EXERCISE REQUIREMENTS: Could you copy, word for word, only the lines from the one containing "If you could point to the tree line" through the last line of the records below, both included?
□ □ □ □ □ □ □
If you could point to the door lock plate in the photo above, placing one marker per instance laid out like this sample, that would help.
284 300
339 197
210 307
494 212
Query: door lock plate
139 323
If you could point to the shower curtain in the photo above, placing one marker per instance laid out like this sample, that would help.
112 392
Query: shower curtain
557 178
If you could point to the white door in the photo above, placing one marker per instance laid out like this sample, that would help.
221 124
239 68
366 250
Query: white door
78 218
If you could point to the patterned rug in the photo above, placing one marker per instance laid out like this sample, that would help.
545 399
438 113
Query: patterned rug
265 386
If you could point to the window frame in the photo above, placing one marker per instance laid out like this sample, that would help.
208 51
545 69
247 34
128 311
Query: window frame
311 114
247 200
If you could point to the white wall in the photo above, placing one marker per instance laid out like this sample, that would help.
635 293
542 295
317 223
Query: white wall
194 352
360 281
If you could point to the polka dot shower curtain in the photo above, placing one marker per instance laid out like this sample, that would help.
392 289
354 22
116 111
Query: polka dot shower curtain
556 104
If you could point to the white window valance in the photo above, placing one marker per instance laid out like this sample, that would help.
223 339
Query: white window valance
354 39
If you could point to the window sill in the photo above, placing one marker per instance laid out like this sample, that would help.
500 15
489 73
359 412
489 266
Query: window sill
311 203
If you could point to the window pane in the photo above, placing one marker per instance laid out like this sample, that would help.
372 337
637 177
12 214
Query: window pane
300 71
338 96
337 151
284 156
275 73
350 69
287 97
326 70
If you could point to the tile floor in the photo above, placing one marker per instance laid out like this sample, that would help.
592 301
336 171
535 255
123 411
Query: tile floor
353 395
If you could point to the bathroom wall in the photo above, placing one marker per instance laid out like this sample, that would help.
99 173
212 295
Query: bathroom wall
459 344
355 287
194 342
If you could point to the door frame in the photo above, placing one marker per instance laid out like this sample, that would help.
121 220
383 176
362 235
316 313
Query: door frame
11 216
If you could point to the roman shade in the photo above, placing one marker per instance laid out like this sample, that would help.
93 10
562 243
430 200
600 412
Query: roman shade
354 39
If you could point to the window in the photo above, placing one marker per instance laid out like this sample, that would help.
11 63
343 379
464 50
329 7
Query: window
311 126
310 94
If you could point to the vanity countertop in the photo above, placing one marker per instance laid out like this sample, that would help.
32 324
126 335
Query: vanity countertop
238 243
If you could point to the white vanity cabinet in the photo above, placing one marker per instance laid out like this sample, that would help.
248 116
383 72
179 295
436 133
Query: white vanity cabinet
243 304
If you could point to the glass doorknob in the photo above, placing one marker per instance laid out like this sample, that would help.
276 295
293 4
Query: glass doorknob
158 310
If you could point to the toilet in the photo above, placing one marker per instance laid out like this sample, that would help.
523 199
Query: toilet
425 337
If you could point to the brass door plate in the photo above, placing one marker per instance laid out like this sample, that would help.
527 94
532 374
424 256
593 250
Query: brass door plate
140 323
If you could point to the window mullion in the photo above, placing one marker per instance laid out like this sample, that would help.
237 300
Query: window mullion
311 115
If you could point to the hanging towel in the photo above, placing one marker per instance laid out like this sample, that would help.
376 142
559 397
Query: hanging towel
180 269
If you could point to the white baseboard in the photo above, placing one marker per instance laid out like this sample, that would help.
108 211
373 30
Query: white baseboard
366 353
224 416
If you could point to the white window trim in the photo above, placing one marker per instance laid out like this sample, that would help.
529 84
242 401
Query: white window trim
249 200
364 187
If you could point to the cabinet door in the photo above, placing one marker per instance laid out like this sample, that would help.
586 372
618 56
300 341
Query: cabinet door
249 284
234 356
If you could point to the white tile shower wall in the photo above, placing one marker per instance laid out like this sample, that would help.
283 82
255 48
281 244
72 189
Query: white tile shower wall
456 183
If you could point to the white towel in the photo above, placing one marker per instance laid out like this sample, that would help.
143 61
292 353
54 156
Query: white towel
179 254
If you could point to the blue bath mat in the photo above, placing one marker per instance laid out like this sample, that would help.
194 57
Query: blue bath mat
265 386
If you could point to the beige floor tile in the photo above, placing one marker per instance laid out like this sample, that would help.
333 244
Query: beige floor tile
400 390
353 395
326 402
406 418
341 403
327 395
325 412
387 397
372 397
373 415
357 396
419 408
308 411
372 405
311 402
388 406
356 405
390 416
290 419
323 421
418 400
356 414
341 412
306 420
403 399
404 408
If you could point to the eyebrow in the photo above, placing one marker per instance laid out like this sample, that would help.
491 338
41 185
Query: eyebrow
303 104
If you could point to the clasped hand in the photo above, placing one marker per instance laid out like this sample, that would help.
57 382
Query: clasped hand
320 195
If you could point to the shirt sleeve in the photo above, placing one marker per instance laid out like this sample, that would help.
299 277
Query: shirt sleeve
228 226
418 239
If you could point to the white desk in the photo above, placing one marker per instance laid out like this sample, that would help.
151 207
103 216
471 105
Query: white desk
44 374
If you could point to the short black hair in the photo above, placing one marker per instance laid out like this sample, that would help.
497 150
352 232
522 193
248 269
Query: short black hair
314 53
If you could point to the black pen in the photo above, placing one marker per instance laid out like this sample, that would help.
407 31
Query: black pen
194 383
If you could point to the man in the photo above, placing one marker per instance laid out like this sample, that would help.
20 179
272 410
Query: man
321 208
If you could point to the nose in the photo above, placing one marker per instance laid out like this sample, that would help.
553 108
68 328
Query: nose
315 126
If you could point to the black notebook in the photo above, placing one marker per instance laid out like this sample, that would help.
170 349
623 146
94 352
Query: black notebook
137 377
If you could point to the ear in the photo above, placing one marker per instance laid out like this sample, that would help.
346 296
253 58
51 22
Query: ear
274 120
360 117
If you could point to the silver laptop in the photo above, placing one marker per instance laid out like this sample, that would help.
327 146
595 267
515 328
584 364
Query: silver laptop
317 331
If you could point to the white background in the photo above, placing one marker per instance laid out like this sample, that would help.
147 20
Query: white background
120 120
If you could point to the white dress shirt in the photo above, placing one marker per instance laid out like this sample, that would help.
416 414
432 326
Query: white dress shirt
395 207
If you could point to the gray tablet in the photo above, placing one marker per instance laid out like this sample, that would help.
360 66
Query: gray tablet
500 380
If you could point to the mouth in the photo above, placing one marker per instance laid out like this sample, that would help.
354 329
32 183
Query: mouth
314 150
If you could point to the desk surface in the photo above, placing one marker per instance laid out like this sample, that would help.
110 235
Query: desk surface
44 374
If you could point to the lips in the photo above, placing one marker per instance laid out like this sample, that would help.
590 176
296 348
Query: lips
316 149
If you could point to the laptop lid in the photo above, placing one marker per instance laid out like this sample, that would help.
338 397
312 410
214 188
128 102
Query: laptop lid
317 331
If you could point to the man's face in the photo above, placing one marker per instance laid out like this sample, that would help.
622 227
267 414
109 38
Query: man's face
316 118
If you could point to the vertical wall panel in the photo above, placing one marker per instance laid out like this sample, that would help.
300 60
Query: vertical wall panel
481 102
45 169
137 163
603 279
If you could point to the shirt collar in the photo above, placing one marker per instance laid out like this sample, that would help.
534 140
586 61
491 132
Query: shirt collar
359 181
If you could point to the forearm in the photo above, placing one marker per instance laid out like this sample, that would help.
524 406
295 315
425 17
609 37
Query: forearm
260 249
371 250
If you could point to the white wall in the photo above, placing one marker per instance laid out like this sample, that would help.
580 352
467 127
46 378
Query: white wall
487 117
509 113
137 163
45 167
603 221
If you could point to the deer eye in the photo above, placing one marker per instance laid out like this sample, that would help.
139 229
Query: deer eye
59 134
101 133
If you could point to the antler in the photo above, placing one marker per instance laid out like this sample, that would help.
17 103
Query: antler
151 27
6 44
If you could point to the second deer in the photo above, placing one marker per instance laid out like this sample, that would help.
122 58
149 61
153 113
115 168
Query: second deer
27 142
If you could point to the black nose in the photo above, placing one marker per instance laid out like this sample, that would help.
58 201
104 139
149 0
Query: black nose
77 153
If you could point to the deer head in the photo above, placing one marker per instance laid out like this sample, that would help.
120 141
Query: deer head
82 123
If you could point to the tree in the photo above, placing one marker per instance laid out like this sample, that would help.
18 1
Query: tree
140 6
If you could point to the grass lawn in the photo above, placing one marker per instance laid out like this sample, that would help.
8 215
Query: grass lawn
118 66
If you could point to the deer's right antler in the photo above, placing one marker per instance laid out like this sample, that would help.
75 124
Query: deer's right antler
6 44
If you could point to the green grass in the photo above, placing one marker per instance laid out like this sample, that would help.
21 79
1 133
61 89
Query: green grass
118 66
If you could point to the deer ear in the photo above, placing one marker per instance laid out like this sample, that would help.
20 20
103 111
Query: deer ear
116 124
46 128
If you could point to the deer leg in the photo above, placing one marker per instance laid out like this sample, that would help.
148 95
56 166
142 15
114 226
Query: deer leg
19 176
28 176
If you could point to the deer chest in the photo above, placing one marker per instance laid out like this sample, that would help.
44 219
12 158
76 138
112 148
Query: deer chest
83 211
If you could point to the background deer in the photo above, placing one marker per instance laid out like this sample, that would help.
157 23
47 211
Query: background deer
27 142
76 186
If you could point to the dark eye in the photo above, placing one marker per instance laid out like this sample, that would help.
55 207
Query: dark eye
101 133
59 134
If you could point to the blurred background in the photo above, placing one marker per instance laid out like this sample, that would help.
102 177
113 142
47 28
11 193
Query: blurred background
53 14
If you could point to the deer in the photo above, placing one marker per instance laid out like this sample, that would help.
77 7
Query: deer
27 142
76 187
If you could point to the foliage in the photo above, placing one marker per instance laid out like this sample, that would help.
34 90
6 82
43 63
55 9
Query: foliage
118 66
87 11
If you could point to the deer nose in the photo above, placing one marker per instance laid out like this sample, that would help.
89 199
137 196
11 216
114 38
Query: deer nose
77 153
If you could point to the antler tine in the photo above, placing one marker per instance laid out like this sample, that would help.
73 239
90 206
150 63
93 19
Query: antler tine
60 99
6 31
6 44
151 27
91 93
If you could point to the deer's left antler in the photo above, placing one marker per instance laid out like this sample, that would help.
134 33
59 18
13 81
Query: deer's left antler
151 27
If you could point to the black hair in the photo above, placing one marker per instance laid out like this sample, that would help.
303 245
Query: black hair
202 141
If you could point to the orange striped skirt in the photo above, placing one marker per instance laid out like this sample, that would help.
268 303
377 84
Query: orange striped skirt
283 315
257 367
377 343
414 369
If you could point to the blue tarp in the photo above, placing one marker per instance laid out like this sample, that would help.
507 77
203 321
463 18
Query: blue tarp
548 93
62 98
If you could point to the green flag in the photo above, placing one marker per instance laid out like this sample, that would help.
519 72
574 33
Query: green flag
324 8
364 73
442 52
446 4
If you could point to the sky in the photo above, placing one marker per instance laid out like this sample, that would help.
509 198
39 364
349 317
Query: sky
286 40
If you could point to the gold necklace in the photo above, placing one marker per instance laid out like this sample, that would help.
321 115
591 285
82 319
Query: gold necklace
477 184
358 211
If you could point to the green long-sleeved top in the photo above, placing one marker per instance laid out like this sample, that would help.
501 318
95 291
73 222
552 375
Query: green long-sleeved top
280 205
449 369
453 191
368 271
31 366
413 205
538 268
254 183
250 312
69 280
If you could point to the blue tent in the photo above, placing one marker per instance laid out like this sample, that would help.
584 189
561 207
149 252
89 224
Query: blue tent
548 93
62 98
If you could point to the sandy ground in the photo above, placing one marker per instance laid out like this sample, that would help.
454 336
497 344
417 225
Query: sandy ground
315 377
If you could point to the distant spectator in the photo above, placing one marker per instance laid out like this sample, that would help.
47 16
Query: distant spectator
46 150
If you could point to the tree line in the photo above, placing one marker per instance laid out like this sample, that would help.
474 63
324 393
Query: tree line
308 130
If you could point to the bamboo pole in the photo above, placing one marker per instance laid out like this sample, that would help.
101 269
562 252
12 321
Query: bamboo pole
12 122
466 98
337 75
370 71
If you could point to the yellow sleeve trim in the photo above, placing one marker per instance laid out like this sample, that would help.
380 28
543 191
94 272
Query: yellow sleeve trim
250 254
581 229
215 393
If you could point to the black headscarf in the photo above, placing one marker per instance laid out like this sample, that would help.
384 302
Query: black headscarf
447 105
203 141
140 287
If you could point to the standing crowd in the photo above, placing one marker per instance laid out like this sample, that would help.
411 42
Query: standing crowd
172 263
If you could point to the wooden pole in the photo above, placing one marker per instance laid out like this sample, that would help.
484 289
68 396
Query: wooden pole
□ □ □ □ □ □ □
FINAL ANSWER:
If you could point to the tree line in the photo above, placing one marker per instance laid out like this sample, that would help.
474 63
324 393
Query: tree line
308 130
If you could point to the bamboo pole in the photo above, placing one marker per instance laid out like this sample, that would help.
101 269
562 252
12 321
Query: bamboo pole
12 122
466 98
337 75
370 71
If you could point to the yellow sleeve trim in the photo above, placing one marker per instance laid out like this sample, that would help.
380 28
543 191
94 272
Query: yellow sleeve trim
250 254
581 229
215 393
If you could point to the black headscarf in the photo above, placing one marker per instance laid out like this sample, that would help.
384 302
Query: black headscarf
447 105
203 141
140 287
If you could point to the standing crowd in the photo above, placing one marker per instance laid out like this sample, that would help.
411 42
Query: standing crowd
172 263
If you could point to the wooden pole in the photo above, placing one marker per instance laid out like this sample, that would help.
484 289
68 396
Query: wooden pole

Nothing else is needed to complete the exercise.